● What to do: Would you transcribe the line containing "Would you mind indicating the stage ceiling" and every line after it, through the end of the records below, exactly and with nothing else?
[Data supplied — start]
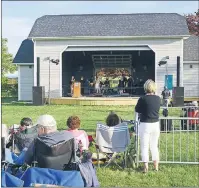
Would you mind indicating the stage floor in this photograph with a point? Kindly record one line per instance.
(96, 101)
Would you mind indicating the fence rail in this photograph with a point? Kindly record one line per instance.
(178, 142)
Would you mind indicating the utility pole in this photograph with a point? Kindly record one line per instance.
(49, 82)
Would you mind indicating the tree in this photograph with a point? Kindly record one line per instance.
(6, 66)
(193, 23)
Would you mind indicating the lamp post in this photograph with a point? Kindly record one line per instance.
(49, 73)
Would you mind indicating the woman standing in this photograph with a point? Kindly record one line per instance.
(148, 107)
(72, 81)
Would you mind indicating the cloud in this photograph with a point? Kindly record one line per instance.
(15, 30)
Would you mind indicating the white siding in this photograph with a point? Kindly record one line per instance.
(26, 82)
(191, 79)
(54, 49)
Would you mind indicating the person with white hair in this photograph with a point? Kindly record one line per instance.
(148, 107)
(47, 132)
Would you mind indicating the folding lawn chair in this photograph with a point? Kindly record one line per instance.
(112, 141)
(45, 177)
(54, 156)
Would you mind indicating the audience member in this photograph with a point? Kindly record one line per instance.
(24, 136)
(148, 107)
(81, 136)
(112, 120)
(47, 132)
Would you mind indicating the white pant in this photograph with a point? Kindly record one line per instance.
(149, 134)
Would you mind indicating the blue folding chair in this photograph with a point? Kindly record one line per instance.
(44, 176)
(8, 180)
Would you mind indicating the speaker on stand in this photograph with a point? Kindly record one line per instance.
(178, 92)
(38, 91)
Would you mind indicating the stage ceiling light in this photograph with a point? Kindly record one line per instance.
(163, 61)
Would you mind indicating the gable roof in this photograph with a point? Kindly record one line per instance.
(152, 24)
(191, 48)
(25, 53)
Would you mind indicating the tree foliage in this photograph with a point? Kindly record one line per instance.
(7, 58)
(193, 23)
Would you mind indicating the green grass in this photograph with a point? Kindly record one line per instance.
(169, 174)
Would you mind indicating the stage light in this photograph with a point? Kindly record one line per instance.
(163, 61)
(55, 61)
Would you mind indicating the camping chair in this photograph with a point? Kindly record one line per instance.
(112, 141)
(44, 177)
(54, 156)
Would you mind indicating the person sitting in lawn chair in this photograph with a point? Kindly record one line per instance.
(51, 149)
(80, 136)
(24, 134)
(112, 119)
(111, 139)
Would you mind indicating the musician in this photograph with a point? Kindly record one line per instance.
(124, 81)
(130, 84)
(82, 81)
(91, 81)
(97, 85)
(120, 87)
(72, 81)
(107, 83)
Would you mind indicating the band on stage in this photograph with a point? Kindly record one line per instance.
(95, 85)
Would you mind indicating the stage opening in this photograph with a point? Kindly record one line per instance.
(107, 73)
[Data supplied — finish]
● Exercise result:
Would you mind indicating the stage ceiling light in this photograph with a point? Kindly record one line per instance.
(163, 61)
Would you mind indicating the gable roof in this photograph with a point? Kindly record one line per instance.
(152, 24)
(191, 48)
(25, 53)
Would you mind indicating the tree foliage in this photograph with a point? Kindly record one line per instance.
(7, 58)
(193, 23)
Would you mind indicating the green grass in this photograph with a point? Kindly record one line per instance.
(169, 174)
Would you mind indicating the stage light in this photograph with a point? Kindly record one line per instance.
(163, 61)
(55, 61)
Would you mind indicating the camping chair in this photograph with a point? Kindly record one line per instance.
(112, 141)
(44, 177)
(54, 156)
Would you mind indicating the person sitting in lawn chair in this photograph with a point? Kindly record one line per instance.
(51, 149)
(80, 136)
(24, 134)
(112, 119)
(111, 139)
Would you mind indicating the musician in this photograph with a point? Kindly record one line per instance.
(124, 81)
(130, 84)
(82, 81)
(91, 81)
(97, 85)
(120, 87)
(72, 81)
(107, 83)
Would you mind indicating the band on stage in this photograph with a point? Kindly record one line per instance.
(95, 85)
Would you mind indicating the stage opening in this photograph with a point? Kindly record one line per instance.
(107, 73)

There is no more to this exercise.